Problem 1: Translate into Spanish the following sentence from the forum thread on 0^0: "I ended up changing it so that 0^0 was undefined."
## start Selected text
Most complaints, however, are based on operations that are 0^0 in the limit.

>>34
But! But Google says it's 1!
https://www.google.com/search?q=0%5E0

Does having 0^0 undefined make you more comfortable, anon?

6. Multiple numbers can be used as a basis number, [...]
You guys are bad at reading. 0001 has a perfectly valid solution, i.e. 0+0+10.

>>34
0! = 1 therefore 0 multiplied by itself 0 times equals 1

0! = 1 <==> 0^0 = 1

>>35
>>37
http://www.wolframalpha.com/input/?i=0%5E0

>>30 here.

Changing my code as per >>35's suggestion gives me 9077 carriage numbers that make 10. Can anyone else confirm?

>>35
Google is wrong then, it is undefined and limits that approach the form 0^0 are indeterminate.

It's easy to see why it would undefined, as division can be defined through negative exponents
0^0 = 0^(1 - 1) = 0/0.

0⁰ isn't undefined. It's not 0 either. It's 1.

>>41

let p(t) = (0,t), with x(t) = 0, y(t) = t

lim t->0 x^y
= lim t->0 (0)^(t)
= lim t->0 0
= 0

let p(t) = (t,0), with x(t) = t, y(t) = 0

lim t->0 x^y
= lim t->0 (t)^(0)
= lim t->0 1
= 1

ЕСЛИ ТЫ НЕ ГОЛУБОЙ
НАРИСУЙ ВАГОН ДРУГОЙ


   ___________~~.____~~._____
  |  ___   ___    ___   ___  |
 ш| | | | |---|  |---| | | | |шш
 Н| | | | |___|  |___| | | | |НН
 м| |_|_| москва-адлер |_|_| |мм
  |_______|__________________|
Э==/ \ц/ \Т__Г       / \ц/ \==Е
   \_/ \_/           \_/ \_/

>>39 here
I realised I was making a mistake in evaluating expressions of the form:

-a^b

I was evaluating it as

(-a)^b
instead of

-(a^b)

The latter method allows me to take advantage of the way a carriage number (and it's sign -- +ve or -ve) is permuted, because

(b mod 2)==2
will always be positive.

I now think 9161 of 10000 carrage numbers from 0000 to 9999 make 10. Although (this time) I'm highly confident in my answer, I'd like someone else to confirm. The reason I'm confident in my answer is because the answers in the "cheat sheet" (http://tinyurl.com/everyfuckingsolution) seem reasonable. I also checked that the same 9161 carriage numbers make -10, though this could just mean I'm making the same mistake twice. (If a carriage number can make n, it can also make -n, right?)

Another thing. I was able to check (and show answers to) all 10000 carriage numbers in 4 minutes and a half on an stock i7 950. Can anybody check more than 37 solutions per second?

>>44
Are you just going to ignore my post entirely?

(Also, if you ended up defining 0^0 = 1 your results are still wrong. Either way... you should post a list of "unsolved" numbers.)

>>45
I don't understand.

I ended up changing it so that 0^0 was undefined. The cheat sheet does does contain unsolved games with the solution written "No solution." Unless you wanted me to post a list of numbers separately...

Am I being trolled? This is extremely easy.
## end Selected text
## start Dataset entries
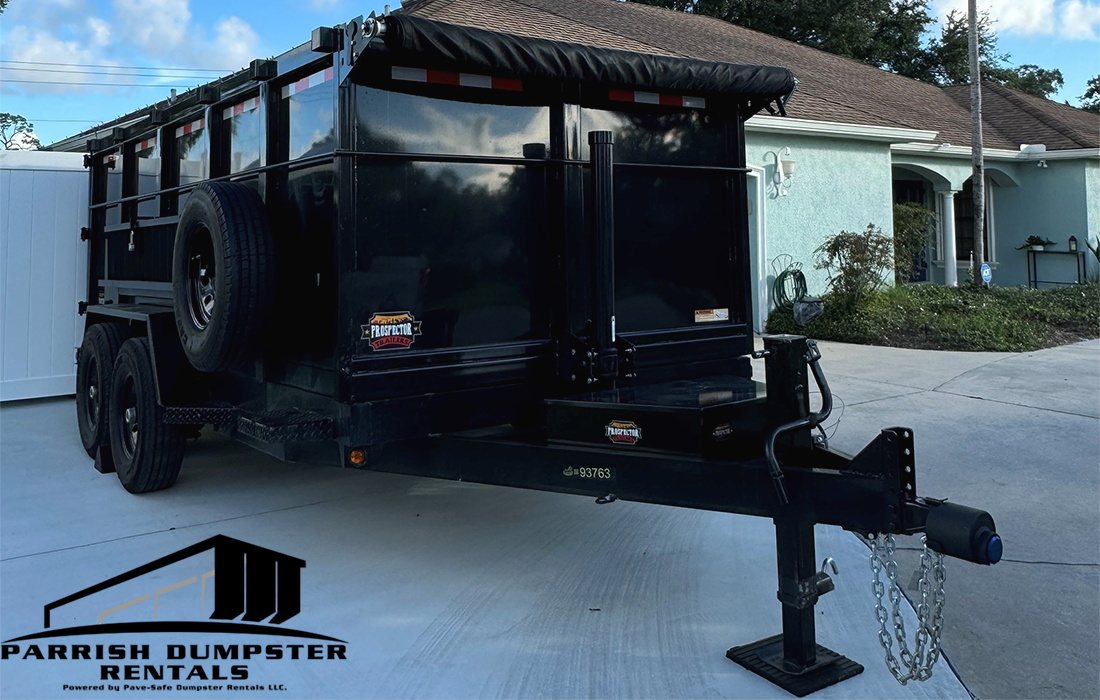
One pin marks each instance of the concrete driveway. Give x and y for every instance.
(451, 590)
(1016, 435)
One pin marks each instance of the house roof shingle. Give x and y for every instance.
(831, 87)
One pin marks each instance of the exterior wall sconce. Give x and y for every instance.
(784, 171)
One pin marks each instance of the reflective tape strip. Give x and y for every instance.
(305, 84)
(237, 110)
(653, 98)
(186, 129)
(446, 77)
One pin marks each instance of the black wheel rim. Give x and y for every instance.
(129, 409)
(92, 395)
(201, 274)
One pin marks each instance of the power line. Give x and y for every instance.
(99, 65)
(165, 86)
(67, 121)
(117, 75)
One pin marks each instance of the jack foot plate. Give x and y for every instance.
(765, 658)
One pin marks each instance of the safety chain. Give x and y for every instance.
(916, 665)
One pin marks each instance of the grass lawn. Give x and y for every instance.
(934, 317)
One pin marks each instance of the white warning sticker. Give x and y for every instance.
(706, 315)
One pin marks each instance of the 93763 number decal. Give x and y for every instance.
(605, 473)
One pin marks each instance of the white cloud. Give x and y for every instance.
(26, 44)
(144, 32)
(156, 26)
(99, 31)
(234, 43)
(1079, 20)
(1068, 19)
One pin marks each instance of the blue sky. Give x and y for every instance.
(182, 42)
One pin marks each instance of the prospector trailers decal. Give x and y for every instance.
(623, 433)
(393, 330)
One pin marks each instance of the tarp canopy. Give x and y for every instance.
(441, 45)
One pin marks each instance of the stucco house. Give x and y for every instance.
(855, 141)
(860, 139)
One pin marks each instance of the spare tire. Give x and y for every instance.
(94, 367)
(222, 276)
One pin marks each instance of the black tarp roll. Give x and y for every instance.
(451, 46)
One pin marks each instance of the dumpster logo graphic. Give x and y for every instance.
(393, 330)
(246, 586)
(623, 433)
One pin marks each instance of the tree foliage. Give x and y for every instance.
(1090, 100)
(888, 34)
(17, 133)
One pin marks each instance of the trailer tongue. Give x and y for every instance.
(435, 250)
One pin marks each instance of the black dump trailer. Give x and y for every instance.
(429, 249)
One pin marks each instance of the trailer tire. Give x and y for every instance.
(95, 364)
(147, 452)
(222, 276)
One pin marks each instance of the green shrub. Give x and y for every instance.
(857, 263)
(998, 319)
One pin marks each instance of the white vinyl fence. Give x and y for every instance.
(43, 271)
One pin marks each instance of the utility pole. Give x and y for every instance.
(976, 148)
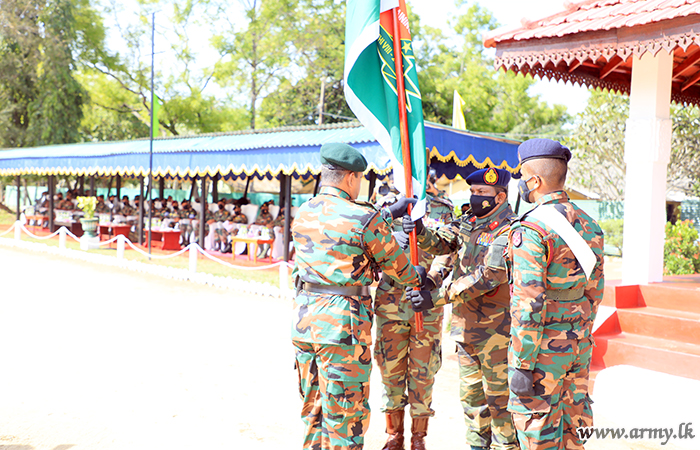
## end Dataset entries
Problem 2: Rewrite the rows from the line containing "One pin marks each instance of the utility" through the end of the rows, inclusive, replacing "utility pole" with "telephone pole" and changing nothing else. Omit the pictures.

Correct response 1: Terminé cambiándolo para que 0^0 quedara indefinido.

Correct response 2:
One pin marks each instance of the telephone pole. Give x and y for every instance.
(976, 148)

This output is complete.